### Data for processing
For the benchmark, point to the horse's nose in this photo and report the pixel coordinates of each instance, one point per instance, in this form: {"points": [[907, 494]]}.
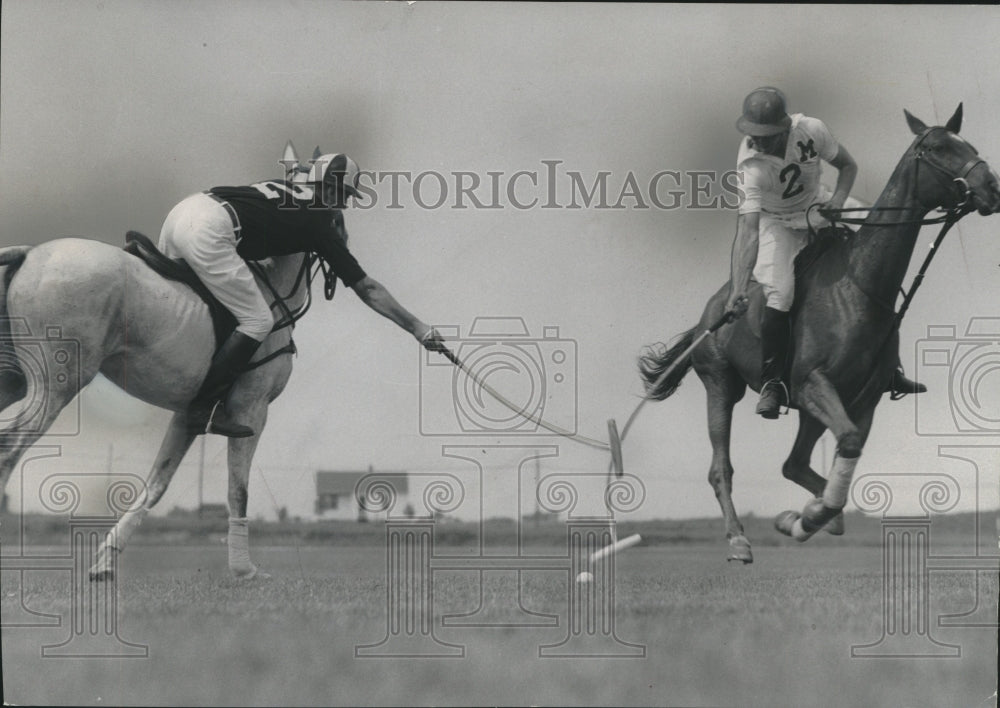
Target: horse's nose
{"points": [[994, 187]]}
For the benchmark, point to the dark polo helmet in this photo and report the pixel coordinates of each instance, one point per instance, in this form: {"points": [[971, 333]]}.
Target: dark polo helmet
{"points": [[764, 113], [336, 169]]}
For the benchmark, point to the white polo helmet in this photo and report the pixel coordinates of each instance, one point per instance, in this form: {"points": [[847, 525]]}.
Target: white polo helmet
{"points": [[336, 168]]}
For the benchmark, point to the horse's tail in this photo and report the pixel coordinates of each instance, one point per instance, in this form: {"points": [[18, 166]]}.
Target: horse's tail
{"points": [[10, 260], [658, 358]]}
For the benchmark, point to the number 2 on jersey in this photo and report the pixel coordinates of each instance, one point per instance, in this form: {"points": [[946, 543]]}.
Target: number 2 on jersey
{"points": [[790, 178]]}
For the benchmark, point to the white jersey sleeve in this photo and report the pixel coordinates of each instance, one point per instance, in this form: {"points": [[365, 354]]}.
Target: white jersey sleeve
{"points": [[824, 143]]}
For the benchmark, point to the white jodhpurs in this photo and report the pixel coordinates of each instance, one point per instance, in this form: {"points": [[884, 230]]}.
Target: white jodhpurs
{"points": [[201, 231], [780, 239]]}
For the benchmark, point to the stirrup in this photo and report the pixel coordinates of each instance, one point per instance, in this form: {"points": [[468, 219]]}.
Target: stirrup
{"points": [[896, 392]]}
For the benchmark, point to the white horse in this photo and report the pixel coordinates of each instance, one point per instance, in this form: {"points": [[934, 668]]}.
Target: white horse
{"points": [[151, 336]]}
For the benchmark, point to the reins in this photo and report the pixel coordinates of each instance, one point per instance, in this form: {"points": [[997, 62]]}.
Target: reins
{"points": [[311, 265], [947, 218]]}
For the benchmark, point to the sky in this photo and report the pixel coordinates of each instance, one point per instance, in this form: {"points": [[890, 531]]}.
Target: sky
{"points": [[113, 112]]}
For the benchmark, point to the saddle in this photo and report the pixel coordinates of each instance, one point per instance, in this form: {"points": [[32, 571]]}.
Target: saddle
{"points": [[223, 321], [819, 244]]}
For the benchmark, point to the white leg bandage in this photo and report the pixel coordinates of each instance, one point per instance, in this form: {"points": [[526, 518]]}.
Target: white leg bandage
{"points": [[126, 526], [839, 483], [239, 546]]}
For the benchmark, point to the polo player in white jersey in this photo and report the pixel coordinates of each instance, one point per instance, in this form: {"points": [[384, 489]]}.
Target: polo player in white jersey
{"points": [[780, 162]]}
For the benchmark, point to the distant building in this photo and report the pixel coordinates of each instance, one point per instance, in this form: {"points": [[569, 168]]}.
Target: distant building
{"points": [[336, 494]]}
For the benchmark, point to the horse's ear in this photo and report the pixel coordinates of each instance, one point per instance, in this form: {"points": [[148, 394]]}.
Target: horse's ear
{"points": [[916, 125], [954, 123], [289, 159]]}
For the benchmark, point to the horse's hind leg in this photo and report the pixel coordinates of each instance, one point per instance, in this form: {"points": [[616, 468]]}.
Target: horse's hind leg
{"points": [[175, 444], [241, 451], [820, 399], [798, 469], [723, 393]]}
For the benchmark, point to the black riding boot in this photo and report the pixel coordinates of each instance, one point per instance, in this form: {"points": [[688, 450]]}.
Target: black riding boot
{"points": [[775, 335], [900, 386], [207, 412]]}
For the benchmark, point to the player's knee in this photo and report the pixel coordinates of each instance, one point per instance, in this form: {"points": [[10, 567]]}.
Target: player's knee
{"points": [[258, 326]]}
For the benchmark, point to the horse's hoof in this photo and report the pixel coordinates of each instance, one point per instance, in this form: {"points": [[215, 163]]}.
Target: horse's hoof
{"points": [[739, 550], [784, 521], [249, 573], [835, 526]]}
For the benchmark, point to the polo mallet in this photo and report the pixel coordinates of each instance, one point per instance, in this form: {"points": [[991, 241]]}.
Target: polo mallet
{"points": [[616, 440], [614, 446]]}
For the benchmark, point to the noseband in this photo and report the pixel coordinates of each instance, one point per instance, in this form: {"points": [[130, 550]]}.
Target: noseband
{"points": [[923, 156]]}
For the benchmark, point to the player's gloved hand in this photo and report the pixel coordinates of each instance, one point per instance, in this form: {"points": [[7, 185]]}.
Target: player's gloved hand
######
◆ Short exercise: Reproduce every record above exactly, omitting the pictures.

◆ The completed task:
For the benchmark, point to the horse's nose in this photo and report the pixel coordinates of each instance, one point per instance, in this form: {"points": [[907, 494]]}.
Target: horse's nose
{"points": [[994, 187]]}
For the benchmark, point to the dark polo helmet in this photo and report the pixel coordinates of each instance, one point per instance, in this form: {"points": [[971, 333]]}.
Target: dark polo helmet
{"points": [[764, 113], [336, 169]]}
For the benchmark, point to the white polo helmet in this photo and report the pixel coordinates of each instance, one point per instance, in this form: {"points": [[847, 525]]}.
Target: white polo helmet
{"points": [[336, 168]]}
For the benchmark, point to the horse's tail in this photo and report the pixel coordinates of each instance, one point per instance, in this form: {"points": [[18, 166]]}.
Target: horse's tail
{"points": [[10, 260], [658, 358]]}
For the benchmark, point to the number 2 on jersey in this photo and report the pixel coordinates of each instance, one point per instance, in this form: {"points": [[946, 543]]}.
Target: number 2 on jersey
{"points": [[790, 178]]}
For the benchmark, point to the white jersey sleeve in this photo and report the pixel coordinates of each instance, one point per instance, in this form: {"points": [[365, 354]]}.
Target: white jersey sleeve
{"points": [[824, 143]]}
For the benchmark, point to the white jodhpurs in this photo and report the pixel coordinates of each instance, one point per instance, in this form: {"points": [[884, 230]]}.
Target: white jodhpurs
{"points": [[201, 231], [780, 239]]}
For the benchmark, point to the stirrup in this photo and report the pixel coordinates of each instance, one point per instance, in this form: {"points": [[468, 219]]}.
Target: stirrup
{"points": [[896, 392]]}
For the benchmark, point to the white horse in this photo and report the pixel coordinates of each instance, one point per instance, in this form: {"points": [[934, 668]]}.
Target: white horse
{"points": [[151, 336]]}
For the benchmark, point to the reins in this photo and report the pixel coordinates of each instance, one point per instance, in this form: {"points": [[997, 62]]}.
Target: reins
{"points": [[311, 265], [947, 218]]}
For the benchmark, point to the sky in this photo and report the pixel coordinates of each instance, one point per instance, in this form: {"points": [[890, 531]]}.
Target: sky
{"points": [[113, 112]]}
For the benchmark, point to the saddle in this photo and report the pixel coordinates of each instance, one point per instance, in this form: {"points": [[32, 571]]}.
Target: saddle
{"points": [[223, 321], [819, 244]]}
For the benchmark, point to the white leg bandage in this photo and report the pixel coordinates of each instance, one point per instance, in this form: {"points": [[526, 518]]}.
Target: white leg bandage
{"points": [[126, 526], [839, 483], [239, 546]]}
For the benchmark, point to the polo player in white jersey in this photo and report the pixel coordinates of each instance, one point per instance, in this form: {"points": [[384, 489]]}.
Target: polo player in white jersey
{"points": [[780, 162]]}
For the benchmark, point to the distant building in this photo and report the pixel coordinates of each instance, one point per instance, in this form: {"points": [[569, 168]]}.
Target: distant building
{"points": [[336, 494]]}
For the benchmark, point to the horse's ear in this photo and report the pixel coordinates of each instance, one point per instance, in this form: {"points": [[148, 394]]}.
Target: horse's ear
{"points": [[916, 125], [954, 123], [289, 159]]}
For the benchmark, point to the horse's hind leg in this photo and report the pixel coordinates of each instance, one point per instance, in this form: {"points": [[616, 468]]}.
Target: horse's hind leg
{"points": [[175, 444], [241, 451], [820, 399], [798, 469], [723, 393]]}
For the benchmark, point to the black riding boot in this photo and report the pixel coordinates of each instance, one point per instance, in this form: {"points": [[688, 450]]}.
Target: black riding boot
{"points": [[775, 335], [900, 386], [207, 412]]}
For the benchmark, point to the player's knee in this photo and report the pixel coordinates of each instance, one point per instance, in this form: {"points": [[10, 567]]}.
Target: player's knee
{"points": [[258, 326]]}
For the benchmark, point to the horse's hoof in this photo and report the pixel coordinates of each instance, one point per instance, in this form: {"points": [[215, 163]]}.
Target: horse's hoof
{"points": [[739, 550], [784, 521], [249, 573], [835, 526]]}
For the benchmark, point to the polo mallet in this photo and report the pixel coordinates of each instance, one point per instance, in this form: {"points": [[991, 241]]}.
Target: polo mallet
{"points": [[616, 440], [614, 446]]}
For the benchmark, point to the noseband in this photo and report the pixel coordinates of each instance, one point per instance, in this form: {"points": [[130, 550]]}.
Target: noseband
{"points": [[923, 156]]}
For the benchmark, point to the player's gloved hand in this photo and report the pixel coordinates of each instance, one point per instance, in this form: {"points": [[7, 185]]}.
Target: player's gloved hand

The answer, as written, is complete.